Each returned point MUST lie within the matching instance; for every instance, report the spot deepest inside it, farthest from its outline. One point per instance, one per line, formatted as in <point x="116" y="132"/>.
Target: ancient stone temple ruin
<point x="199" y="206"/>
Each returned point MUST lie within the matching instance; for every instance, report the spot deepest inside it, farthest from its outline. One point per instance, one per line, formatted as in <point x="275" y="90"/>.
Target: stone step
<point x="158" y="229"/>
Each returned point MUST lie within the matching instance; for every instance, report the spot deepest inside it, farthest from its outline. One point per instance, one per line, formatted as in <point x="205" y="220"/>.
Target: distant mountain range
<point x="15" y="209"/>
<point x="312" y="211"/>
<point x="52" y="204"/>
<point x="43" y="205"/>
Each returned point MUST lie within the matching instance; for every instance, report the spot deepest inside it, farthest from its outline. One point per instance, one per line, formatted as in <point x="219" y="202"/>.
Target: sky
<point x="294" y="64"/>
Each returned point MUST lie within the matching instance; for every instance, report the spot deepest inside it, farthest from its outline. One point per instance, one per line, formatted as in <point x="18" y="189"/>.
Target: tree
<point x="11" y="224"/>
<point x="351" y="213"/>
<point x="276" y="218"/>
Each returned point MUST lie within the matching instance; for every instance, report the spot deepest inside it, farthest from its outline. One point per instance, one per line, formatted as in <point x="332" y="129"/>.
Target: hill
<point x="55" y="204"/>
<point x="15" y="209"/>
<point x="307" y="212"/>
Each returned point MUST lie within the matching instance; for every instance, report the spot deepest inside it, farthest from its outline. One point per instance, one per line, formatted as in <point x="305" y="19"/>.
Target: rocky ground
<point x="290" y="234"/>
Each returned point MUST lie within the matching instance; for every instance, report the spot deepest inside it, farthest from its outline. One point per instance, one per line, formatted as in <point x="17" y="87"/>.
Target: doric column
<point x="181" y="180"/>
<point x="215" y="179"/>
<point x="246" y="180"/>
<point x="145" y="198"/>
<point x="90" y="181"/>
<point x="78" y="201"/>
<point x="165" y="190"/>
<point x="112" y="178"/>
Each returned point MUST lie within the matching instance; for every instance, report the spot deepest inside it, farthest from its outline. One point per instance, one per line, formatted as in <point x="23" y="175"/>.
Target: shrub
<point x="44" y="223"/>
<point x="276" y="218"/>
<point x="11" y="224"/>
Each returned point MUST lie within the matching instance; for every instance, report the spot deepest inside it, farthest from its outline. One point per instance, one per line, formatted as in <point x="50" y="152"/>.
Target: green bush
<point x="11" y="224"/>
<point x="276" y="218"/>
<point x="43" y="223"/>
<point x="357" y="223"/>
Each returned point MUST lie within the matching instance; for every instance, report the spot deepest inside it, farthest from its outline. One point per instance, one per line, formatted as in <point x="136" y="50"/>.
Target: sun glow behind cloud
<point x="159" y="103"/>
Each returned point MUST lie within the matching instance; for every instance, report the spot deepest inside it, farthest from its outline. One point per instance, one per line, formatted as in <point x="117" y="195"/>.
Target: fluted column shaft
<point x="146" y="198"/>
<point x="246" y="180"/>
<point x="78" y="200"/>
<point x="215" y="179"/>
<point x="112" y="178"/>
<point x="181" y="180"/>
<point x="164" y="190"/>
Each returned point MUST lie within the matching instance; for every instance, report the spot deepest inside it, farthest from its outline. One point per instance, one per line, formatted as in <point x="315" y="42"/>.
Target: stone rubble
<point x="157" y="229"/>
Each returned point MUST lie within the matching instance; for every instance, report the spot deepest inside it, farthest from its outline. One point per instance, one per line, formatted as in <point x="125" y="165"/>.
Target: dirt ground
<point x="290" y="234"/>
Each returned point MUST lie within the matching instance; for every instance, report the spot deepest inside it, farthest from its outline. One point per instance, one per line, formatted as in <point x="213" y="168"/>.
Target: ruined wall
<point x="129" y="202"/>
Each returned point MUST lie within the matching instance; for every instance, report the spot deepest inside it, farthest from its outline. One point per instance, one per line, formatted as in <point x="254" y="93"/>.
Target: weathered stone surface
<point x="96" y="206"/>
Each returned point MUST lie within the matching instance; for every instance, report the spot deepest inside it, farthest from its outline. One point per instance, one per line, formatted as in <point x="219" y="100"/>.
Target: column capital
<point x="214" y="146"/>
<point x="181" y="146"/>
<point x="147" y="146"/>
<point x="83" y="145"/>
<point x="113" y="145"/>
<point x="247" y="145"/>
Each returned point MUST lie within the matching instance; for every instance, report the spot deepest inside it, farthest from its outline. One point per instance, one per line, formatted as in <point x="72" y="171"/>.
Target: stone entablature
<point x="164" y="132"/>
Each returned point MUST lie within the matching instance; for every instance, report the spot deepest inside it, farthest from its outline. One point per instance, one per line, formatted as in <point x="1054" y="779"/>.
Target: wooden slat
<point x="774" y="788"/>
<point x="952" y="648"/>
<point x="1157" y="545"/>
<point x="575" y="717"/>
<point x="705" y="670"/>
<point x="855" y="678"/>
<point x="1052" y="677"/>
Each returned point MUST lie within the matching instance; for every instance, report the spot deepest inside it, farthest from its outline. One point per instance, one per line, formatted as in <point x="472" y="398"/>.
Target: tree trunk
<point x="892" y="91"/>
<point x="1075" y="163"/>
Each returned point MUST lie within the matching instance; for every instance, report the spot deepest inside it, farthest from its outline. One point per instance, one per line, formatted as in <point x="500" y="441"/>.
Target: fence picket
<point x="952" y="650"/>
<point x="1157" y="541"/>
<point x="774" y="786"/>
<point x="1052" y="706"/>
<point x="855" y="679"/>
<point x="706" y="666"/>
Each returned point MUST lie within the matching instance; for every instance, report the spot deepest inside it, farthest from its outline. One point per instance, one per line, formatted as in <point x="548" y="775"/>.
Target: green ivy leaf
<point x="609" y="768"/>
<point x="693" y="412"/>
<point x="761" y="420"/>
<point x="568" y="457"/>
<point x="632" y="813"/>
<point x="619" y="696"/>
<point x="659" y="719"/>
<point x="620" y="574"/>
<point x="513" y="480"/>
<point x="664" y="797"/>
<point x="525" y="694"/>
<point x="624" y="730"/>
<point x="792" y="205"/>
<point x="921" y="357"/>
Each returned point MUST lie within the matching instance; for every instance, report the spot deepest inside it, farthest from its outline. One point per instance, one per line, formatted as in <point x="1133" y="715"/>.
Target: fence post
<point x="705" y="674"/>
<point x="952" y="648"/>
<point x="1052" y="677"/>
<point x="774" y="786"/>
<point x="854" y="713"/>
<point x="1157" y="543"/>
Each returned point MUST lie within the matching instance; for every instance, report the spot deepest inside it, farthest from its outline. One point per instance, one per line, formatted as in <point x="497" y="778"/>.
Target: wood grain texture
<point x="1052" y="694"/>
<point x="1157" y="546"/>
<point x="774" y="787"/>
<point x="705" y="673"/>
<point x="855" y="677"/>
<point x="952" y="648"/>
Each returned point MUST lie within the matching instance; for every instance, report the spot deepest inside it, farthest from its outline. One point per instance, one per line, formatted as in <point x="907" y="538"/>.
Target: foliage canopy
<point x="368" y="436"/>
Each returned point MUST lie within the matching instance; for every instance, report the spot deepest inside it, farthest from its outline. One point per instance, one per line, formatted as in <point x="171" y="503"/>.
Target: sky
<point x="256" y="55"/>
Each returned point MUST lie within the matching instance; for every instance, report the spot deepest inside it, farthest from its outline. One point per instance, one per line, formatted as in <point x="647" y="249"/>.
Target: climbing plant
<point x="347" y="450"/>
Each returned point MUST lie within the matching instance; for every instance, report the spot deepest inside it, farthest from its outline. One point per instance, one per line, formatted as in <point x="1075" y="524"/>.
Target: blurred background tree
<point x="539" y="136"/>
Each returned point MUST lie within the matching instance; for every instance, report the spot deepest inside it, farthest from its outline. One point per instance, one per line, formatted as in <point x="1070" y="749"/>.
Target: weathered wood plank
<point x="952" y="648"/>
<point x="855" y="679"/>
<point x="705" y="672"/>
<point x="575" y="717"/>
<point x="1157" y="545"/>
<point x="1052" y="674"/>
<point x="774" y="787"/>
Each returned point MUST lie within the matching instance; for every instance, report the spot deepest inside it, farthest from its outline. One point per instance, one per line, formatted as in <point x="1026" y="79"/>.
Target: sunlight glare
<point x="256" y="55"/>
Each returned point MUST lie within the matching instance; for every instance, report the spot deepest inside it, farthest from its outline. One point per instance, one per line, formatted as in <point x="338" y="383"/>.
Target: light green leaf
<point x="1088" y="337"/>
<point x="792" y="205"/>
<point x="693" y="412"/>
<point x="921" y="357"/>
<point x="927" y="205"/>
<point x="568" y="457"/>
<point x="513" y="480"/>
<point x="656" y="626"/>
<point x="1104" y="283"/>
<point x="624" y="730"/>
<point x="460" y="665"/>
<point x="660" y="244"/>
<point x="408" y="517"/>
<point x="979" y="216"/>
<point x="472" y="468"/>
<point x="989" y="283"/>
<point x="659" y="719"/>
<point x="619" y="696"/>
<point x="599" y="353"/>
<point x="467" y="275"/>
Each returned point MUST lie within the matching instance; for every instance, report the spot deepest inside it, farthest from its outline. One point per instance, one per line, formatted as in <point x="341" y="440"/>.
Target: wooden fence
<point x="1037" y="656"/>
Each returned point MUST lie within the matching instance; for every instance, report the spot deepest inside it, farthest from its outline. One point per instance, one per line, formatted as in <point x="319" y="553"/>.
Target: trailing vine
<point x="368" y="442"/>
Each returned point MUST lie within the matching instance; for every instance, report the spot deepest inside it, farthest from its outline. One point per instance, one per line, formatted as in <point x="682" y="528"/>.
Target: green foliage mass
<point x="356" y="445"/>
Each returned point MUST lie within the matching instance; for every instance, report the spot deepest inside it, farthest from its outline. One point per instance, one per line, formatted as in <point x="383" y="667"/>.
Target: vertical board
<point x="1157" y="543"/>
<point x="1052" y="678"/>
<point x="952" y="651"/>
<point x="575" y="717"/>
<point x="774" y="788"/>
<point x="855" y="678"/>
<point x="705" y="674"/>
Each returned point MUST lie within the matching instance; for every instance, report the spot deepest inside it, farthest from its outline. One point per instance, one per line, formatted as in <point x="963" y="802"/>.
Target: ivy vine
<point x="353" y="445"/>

*****

--- Your instructions ---
Report every line of the records that contains the word "column", treating uppercase and lowercase letters as distinct.

--- Written response ---
Target: doric column
Target: fluted column shaft
Target: column capital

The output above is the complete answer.